PASSAGE FOURNI ▸
##########

Une dangereuse précarisation des populations
C'est aussi ce que constate sur le terrain les associations comme Cabiria, qui oeuvre pour la santé des travailleurs du sexe à Lyon depuis plus de 25 ans. "La loi a des conséquences particulièrement négatives sur leur santé et leur sécurité. On le dénonce depuis de nombreuses années. Par exemple, on constate une augmentation des violences, depuis que la loi a été entérinée. Moins de clients dans la rue signifie une obligation d'accepter n'importe lequel, qu'il soit potentiellement ivre, sous produits stupéfiants, ou pas respectueux. Avant, elles ne l'auraient pas accepté. Mais là elle se sentent obligées, pour pouvoir payer leur loyer, les factures..." déplore Antoine Baudry.

##########

TRAVAIL DEMANDÉ ▸
D'après le passage fourni, depuis combien de temps l'association Cabiria œuvre-t-elle pour la santé des travailleurs du sexe à Lyon ? La liste ne joue aucun rôle ici.

Éléments de données:
##########

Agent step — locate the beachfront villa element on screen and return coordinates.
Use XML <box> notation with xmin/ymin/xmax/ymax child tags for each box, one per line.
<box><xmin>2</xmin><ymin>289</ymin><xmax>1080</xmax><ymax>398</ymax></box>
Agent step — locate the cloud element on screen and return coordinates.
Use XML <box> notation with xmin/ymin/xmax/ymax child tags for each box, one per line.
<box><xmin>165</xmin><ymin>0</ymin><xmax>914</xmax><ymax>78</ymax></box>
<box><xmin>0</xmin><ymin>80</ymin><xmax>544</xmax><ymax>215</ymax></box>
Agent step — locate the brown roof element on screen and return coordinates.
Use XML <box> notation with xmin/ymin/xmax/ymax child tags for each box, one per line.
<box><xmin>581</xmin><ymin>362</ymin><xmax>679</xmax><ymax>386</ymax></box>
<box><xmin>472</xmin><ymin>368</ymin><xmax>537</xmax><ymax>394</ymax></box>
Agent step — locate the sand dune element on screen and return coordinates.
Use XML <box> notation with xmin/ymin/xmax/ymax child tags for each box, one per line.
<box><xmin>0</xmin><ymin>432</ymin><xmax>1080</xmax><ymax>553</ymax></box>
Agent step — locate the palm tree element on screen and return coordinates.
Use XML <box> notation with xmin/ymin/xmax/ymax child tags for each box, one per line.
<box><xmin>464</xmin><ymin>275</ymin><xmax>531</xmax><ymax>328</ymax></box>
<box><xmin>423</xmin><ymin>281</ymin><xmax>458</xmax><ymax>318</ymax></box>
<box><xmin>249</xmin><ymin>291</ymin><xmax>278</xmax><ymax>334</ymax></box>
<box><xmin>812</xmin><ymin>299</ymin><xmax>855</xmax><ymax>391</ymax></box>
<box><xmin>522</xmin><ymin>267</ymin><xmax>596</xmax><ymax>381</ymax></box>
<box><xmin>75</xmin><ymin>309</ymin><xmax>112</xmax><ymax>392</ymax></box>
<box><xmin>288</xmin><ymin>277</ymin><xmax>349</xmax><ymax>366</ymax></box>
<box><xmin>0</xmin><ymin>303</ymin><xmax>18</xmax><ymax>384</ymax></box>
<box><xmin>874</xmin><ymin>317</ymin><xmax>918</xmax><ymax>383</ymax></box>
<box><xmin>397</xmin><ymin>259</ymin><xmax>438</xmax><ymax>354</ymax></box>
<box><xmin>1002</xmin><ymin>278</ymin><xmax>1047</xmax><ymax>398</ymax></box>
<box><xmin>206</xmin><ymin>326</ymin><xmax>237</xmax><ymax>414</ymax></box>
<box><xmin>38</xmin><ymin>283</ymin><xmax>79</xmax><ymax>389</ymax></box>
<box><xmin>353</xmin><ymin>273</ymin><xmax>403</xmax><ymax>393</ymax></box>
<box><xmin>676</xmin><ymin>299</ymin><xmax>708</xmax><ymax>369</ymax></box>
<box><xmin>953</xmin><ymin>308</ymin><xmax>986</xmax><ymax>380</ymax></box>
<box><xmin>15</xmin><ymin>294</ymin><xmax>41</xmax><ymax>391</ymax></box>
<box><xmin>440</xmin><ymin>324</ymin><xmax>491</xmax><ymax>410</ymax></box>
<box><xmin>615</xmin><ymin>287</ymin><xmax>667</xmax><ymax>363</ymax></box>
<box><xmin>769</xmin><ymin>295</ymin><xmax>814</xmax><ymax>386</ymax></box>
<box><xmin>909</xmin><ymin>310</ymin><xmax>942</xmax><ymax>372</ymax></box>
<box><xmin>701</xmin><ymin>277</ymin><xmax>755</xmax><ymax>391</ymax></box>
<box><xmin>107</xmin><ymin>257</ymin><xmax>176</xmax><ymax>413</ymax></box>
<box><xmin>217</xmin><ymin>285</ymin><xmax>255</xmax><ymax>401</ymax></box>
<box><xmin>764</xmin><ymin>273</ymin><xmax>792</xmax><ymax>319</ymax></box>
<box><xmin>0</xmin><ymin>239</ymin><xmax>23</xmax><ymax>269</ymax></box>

##########

RÉPONSE ATTENDUE ▸
Elle œuvre à Lyon depuis plus de 25 ans.